### Text
┄┄┄┄┄┄┄┄┄┄┄┄┄┄┄┄┄┄┄┄
Acclaimed journalist and author Sonia Nazario will share the story of a Honduran boy’s struggle to find his mother in the United States in “Enrique’s Journey and America’s Immigration Dilemma” at 7:30 p.m. Sept. 27 at the Lied Center for Performing Arts.

The event is the opening lecture in the 2016-17 E.N. Thompson Forum on World Issues and the Humanities Nebraska Governor’s Lecture in the Humanities.

Nazario will draw from her bestselling book, “Enrique’s Journey,” which was originally published in the Los Angeles Times and won a Pulitzer Prize for feature writing in 2003, among numerous other awards. With 2016 marking the centennial of the Pulitzer Prizes, she will also offer her thoughts on the Pulitzer’s place in American literary life and how winning the award has affected her career.

Nazario spent 20 years reporting about social issues for newspapers including the Wall Street Journal and the Times. Her stories have tackled some of America’s most challenging problems, including hunger, drug addiction and immigration.
┄┄┄┄┄┄┄┄┄┄┄┄┄┄┄┄┄┄┄┄
### Given records
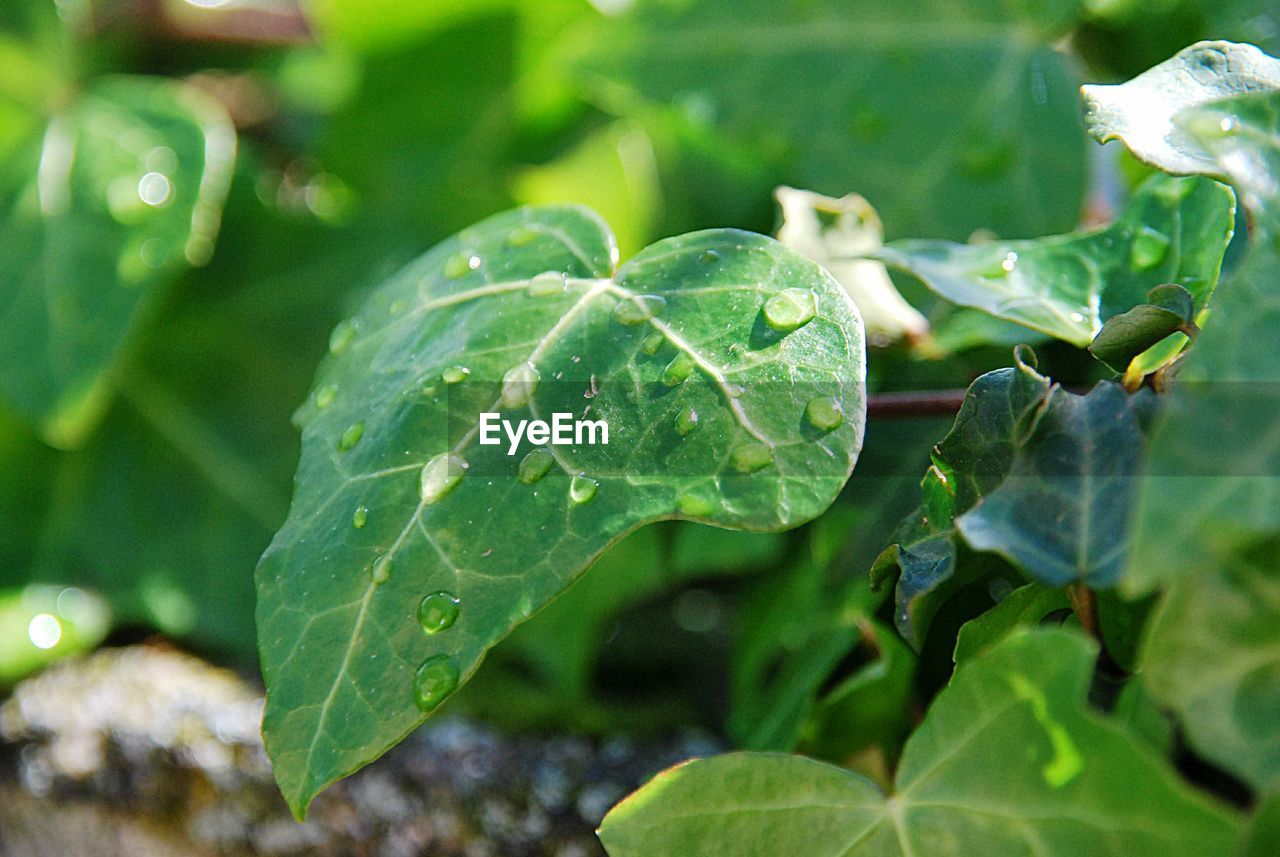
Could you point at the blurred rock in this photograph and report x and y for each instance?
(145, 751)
┄┄┄┄┄┄┄┄┄┄┄┄┄┄┄┄┄┄┄┄
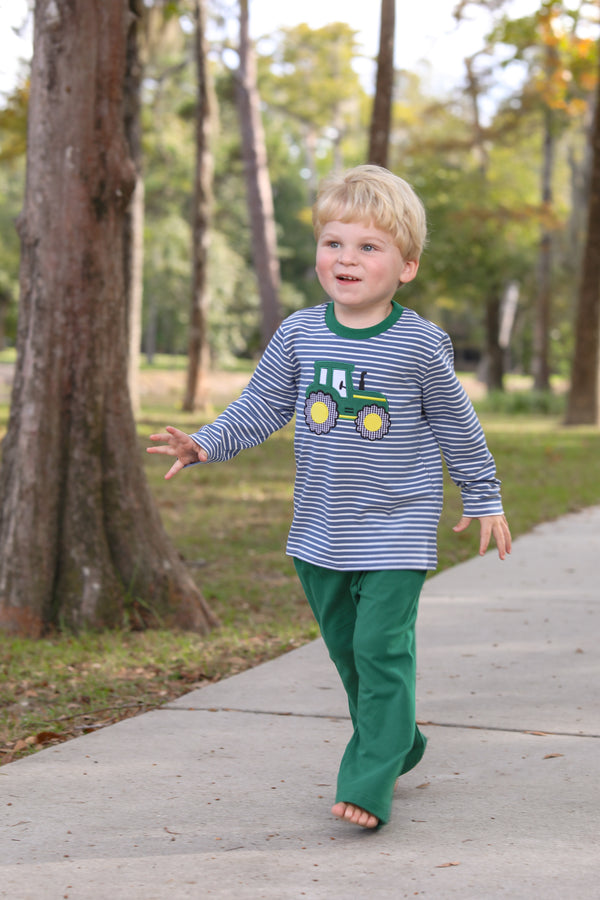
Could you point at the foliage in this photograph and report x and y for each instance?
┄┄┄┄┄┄┄┄┄┄┄┄┄┄┄┄┄┄┄┄
### Stated task
According to the lecture announcement, which prize did "Enrique's Journey" win, and in what year?

### Task output
A Pulitzer Prize for feature writing, in 2003.